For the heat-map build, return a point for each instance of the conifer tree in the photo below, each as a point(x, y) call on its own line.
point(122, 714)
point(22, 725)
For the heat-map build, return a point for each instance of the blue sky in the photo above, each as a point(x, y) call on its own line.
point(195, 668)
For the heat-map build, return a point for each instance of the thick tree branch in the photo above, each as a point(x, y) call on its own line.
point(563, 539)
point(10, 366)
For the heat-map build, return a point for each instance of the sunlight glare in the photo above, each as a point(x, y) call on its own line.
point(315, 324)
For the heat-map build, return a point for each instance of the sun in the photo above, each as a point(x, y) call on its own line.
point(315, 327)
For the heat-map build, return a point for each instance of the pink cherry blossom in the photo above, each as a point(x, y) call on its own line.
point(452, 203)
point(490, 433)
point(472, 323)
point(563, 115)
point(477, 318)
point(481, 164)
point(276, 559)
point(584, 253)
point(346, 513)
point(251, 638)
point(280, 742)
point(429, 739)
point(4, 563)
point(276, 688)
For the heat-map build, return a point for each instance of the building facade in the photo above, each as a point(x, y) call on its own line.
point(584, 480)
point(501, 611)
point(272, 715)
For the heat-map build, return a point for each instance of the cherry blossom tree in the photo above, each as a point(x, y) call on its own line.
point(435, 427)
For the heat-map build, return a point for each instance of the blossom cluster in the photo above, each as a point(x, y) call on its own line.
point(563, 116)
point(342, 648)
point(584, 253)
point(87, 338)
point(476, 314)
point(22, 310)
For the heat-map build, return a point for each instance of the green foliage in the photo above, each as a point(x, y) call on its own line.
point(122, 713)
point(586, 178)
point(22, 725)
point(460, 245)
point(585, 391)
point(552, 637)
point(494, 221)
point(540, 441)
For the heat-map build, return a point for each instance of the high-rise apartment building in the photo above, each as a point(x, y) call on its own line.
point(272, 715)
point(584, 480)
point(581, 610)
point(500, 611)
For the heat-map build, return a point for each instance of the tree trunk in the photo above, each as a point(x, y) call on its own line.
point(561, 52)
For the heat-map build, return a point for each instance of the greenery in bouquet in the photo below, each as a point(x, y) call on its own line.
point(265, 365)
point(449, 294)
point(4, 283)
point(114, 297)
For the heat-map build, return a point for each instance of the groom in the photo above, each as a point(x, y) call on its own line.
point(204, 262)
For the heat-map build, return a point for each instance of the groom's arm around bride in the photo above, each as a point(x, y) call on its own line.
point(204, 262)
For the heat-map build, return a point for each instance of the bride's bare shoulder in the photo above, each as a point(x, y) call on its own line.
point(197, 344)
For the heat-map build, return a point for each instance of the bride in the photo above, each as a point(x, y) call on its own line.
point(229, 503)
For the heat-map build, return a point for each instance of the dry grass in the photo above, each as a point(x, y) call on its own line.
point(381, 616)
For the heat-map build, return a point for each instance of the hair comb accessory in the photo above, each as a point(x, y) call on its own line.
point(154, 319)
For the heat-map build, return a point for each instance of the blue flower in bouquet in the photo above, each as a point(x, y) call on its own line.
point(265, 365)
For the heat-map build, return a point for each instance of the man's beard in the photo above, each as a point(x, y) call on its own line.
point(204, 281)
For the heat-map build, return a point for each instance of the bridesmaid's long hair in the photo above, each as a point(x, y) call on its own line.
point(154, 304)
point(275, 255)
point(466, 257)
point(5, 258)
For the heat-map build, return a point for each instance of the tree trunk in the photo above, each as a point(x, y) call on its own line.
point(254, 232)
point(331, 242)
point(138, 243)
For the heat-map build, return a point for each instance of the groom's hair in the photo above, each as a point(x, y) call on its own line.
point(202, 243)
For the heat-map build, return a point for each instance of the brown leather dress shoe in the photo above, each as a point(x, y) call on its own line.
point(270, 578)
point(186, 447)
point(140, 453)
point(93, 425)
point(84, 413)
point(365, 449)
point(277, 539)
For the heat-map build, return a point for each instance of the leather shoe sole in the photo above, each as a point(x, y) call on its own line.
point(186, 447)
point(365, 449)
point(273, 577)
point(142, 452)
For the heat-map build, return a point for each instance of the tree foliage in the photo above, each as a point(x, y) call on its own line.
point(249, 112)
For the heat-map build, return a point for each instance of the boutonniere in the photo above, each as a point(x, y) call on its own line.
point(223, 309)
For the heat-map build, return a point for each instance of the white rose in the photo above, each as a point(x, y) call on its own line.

### Exercise objective
After reading the data above, return it verbatim in full.

### Completed task
For the heat-map build, return a point for each instance of the conifer tree in the photo below, each as a point(x, y) call on its own line.
point(122, 714)
point(22, 725)
For the heat-map build, return a point for each instance of the blue sky in the photo above, each as a point(x, y) call on its own line.
point(195, 668)
For the heat-map build, return a point for each instance of the thick tree branch in the photo above, each as a point(x, y) call on its own line.
point(563, 539)
point(10, 366)
For the heat-map build, return a point for each instance of the sunlight glare in the photo above, each as a point(x, y) call on its own line.
point(315, 324)
For the heat-map build, return a point for each instance of the sun in the photo above, each as a point(x, y) call on its own line.
point(315, 327)
For the heat-map build, return a point for each instance of the pink cherry blossom in the photo above, each as a point(x, y) call on its own line.
point(452, 203)
point(490, 433)
point(472, 323)
point(563, 115)
point(477, 318)
point(481, 164)
point(276, 559)
point(584, 253)
point(346, 513)
point(251, 638)
point(280, 742)
point(429, 739)
point(4, 563)
point(276, 688)
For the heat-map build, return a point for each instance of the building facade in the photo above, each as a point(x, y) call on its own line.
point(584, 480)
point(501, 611)
point(272, 715)
For the heat-map build, return a point for each instance of the cherry blossom tree in the photo above, each as a point(x, y) call on its own line.
point(435, 427)
For the heat-map build, return a point for each instance of the blossom cluster in the photo above, each as a point(x, y) call on its own line.
point(563, 116)
point(342, 648)
point(584, 253)
point(87, 338)
point(476, 314)
point(22, 310)
For the heat-map build, return a point for each instance of the green foliage in the photo above, each as a point(x, y) call on its own line.
point(122, 713)
point(586, 178)
point(22, 725)
point(460, 245)
point(585, 391)
point(552, 637)
point(494, 221)
point(540, 441)
For the heat-map build, return a point for each instance of the high-rise apartment building in the photo above, each as a point(x, y) call on its own line.
point(272, 715)
point(584, 480)
point(581, 610)
point(500, 611)
For the heat-map build, return a point for each instance of the tree trunk in the photo above, each as a point(x, y) call on its own line.
point(561, 52)
For the heat-map build, return a point for each instance of the greenery in bouquet in the photo below, each as a point(x, y) call on its own line.
point(265, 365)
point(449, 294)
point(4, 283)
point(114, 297)
For the heat-map build, return a point for each instance of the groom in the photo above, each as a point(x, y) call on its own line.
point(204, 262)
For the heat-map build, return a point for each instance of the groom's arm around bride in the photo above, each as a point(x, y) call on its own line.
point(204, 262)
For the heat-map build, return a point for each instance of the bride's bare shoulder in the photo above, each as a point(x, y) call on its own line.
point(197, 344)
For the heat-map build, return a point for each instance of the bride in the photo above, each as a point(x, y) call on its own line.
point(229, 503)
For the heat-map build, return a point for each instance of the dry grass in the photo above, each as a point(x, y) call on its own line.
point(381, 616)
For the heat-map build, return a point for each instance of the hair comb accessory in the photo above, each as a point(x, y) call on its own line.
point(154, 319)
For the heat-map build, return a point for each instance of the blue flower in bouquet in the photo above, each as a point(x, y) call on its own line.
point(265, 365)
For the heat-map build, return a point for each instance of the man's beard in the photo above, each as a point(x, y) call on its own line.
point(204, 281)
For the heat-map build, return a point for each instance of the bridesmaid's long hair in the photo above, each as a point(x, y) call on its own line.
point(154, 304)
point(275, 255)
point(466, 257)
point(5, 258)
For the heat-map build, return a point for each instance of the tree trunk in the photo above, each as a point(x, y) call on its own line.
point(254, 232)
point(331, 242)
point(138, 243)
For the heat-map build, return a point for each instance of the groom's hair in the photo above, each as a point(x, y) call on its own line.
point(202, 243)
For the heat-map build, return a point for each instance of the brown leather dress shoe in the photo above, each as a point(x, y) call on its own line.
point(270, 578)
point(186, 447)
point(140, 453)
point(93, 425)
point(84, 413)
point(365, 449)
point(277, 539)
For the heat-map build, return a point for each instance of the leather shoe sole in the photo above, each as a point(x, y) call on its own line.
point(186, 447)
point(365, 449)
point(273, 577)
point(142, 452)
For the heat-map build, return a point for each instance of the tree foliage in the photo above, each as a point(x, y) call on its own line.
point(249, 112)
For the heat-map build, return a point for each instance of the boutonniere in the photo above, each as a point(x, y) call on its own line.
point(223, 309)
For the heat-map build, return a point for each instance of the white rose in the photo above, each as a point(x, y) call on its own line.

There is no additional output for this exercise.